◆ TEXTE PRÉSENTÉ
═══

Chaput avait critiqué Kennedy dans une conférence faite à la Baptist
University de Houston le 1er mars dernier et intégralement reproduite par
www.chiesa :
►
La doctrine du catholique Kennedy- À oublier
Le professeur Diotallevi, sociologue des religions, spécialiste de la
société américaine et consultant de la conférence des évêques d’Italie, a
répondu à Chaput le 12 avril, toujours sur www.chiesa :
►
Il faut sauver le catholique Kennedy. Une réponse à Mgr Chaput
Et maintenant l'archevêque de Denver critique les critiques de Diotallevi et
réaffirme, en les clarifiant, ses propres thèses, dans le texte reproduit
ci-dessous.
*
Mais www.chiesa a reçu des États-Unis d’autres commentaires des prises de
position de Diotallevi. Nous en signalons trois.
1. James Brady nous a écrit de Gering (Nebraska) que Kennedy, en adressant
son discours historique de 1960 à un public de pasteurs protestants, savait
que leur méfiance concernait précisément son catholicisme. C’est pourquoi
"il a bradé sa foi catholique en échange d’avantages politiques. Je m’en
souviens très bien parce que mes parents, protestants, étaient préoccupés
d’avoir un 'catholique' comme président. Mais la 'braderie' a fait
disparaître tout de suite leur préoccupation".
2. Christopher C. Caron nous a également écrit, de Washington, DC, que la "décatholicisation"
du candidat Kennedy était ce que les protestants exigeaient de celui-ci et
qu’il y avait consenti de bon gré. Voulu ou non, l'effet a été désastreux :
"Le catholique américain moyen a compris qu’il ne devait plus s’inspirer de
la religion quand il faisait de la politique publique. C’est la leçon que
beaucoup de gens ont apprise et pratiquement aucun évêque n’a refusé cette
erreur de base. L'effet de ce discours a été de séculariser les catholiques
américains".
3. A noter, enfin, le commentaire que nous a envoyé James Hitchcock,
professeur d’histoire à la St. Louis University et auteur d’essais sur la
religion en Amérique, dont "Catholicism and Modernity" [Catholicisme
et modernité], Crossroads, 1978, et "The Supreme Court and Religion in
American Life" [La cour suprême et la religion dans la vie américaine],
Princeton University Press, 2004.
Le professeur Hitchcock nie que le théologien jésuite John Courtney Murray
ait inspiré le discours de Kennedy comme l’affirme Diotallevi.
Il nie aussi que les pasteurs protestants auxquels Kennedy parlaient aient
attendu de lui une diminution de la place de la religion dans la vie
publique. Leur méfiance était concentrée sur le fait que le candidat à la
présidence appartenait à l’Église catholique.

═══

[Extraits de données d'étiquetage de lieux]
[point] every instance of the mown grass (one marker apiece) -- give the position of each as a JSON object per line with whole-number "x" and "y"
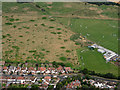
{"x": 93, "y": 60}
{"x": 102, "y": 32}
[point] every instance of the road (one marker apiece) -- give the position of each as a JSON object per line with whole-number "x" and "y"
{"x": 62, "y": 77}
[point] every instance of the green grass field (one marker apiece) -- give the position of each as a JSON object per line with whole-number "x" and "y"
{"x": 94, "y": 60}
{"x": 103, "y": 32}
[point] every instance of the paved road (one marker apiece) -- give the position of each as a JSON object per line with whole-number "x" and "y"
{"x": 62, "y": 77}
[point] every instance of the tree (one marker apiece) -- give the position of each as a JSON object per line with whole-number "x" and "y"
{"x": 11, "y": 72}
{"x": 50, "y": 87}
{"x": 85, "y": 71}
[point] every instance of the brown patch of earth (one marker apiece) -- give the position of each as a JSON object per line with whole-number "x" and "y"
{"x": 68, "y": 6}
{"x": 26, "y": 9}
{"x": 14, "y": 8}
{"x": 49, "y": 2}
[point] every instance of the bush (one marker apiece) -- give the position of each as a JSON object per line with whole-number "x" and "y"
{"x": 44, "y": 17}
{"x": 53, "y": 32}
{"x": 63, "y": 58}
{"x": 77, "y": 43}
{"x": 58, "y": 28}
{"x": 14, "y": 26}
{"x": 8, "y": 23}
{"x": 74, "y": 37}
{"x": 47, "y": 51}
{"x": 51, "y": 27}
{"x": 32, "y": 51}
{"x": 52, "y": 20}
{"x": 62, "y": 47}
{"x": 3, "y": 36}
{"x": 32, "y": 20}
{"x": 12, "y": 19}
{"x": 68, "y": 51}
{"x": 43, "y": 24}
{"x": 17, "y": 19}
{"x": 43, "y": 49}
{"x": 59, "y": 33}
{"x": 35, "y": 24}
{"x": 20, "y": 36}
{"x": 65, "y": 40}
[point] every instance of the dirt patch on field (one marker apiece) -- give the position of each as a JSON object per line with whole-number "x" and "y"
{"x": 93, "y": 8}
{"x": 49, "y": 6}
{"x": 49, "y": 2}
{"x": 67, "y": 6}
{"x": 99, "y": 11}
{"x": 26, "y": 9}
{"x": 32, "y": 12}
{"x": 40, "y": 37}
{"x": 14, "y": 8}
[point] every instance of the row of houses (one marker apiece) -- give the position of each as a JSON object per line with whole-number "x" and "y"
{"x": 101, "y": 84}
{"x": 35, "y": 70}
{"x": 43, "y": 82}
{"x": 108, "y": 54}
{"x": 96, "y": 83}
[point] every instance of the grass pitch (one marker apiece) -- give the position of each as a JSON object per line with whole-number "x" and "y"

═══

◆ À FAIRE
1 - D'après James Brady dans le texte sur le discours de Kennedy, pourquoi Kennedy a-t-il bradé sa foi catholique ? Répondez en une à trois phrases.
2 - Reproduisez le passage du texte sur le discours de Kennedy, de "3. A noter, enfin, le" à "comme l’affirme Diotallevi.".

◆ RÉPONSES PAR TÂCHE
1 - En s'adressant en 1960 à un public de pasteurs protestants, Kennedy savait que leur méfiance portait précisément sur son catholicisme. C'est pourquoi il a bradé sa foi catholique en échange d'avantages politiques.

2 -
3. A noter, enfin, le commentaire que nous a envoyé James Hitchcock,
professeur d’histoire à la St. Louis University et auteur d’essais sur la
religion en Amérique, dont "Catholicism and Modernity" [Catholicisme
et modernité], Crossroads, 1978, et "The Supreme Court and Religion in
American Life" [La cour suprême et la religion dans la vie américaine],
Princeton University Press, 2004.
Le professeur Hitchcock nie que le théologien jésuite John Courtney Murray
ait inspiré le discours de Kennedy comme l’affirme Diotallevi.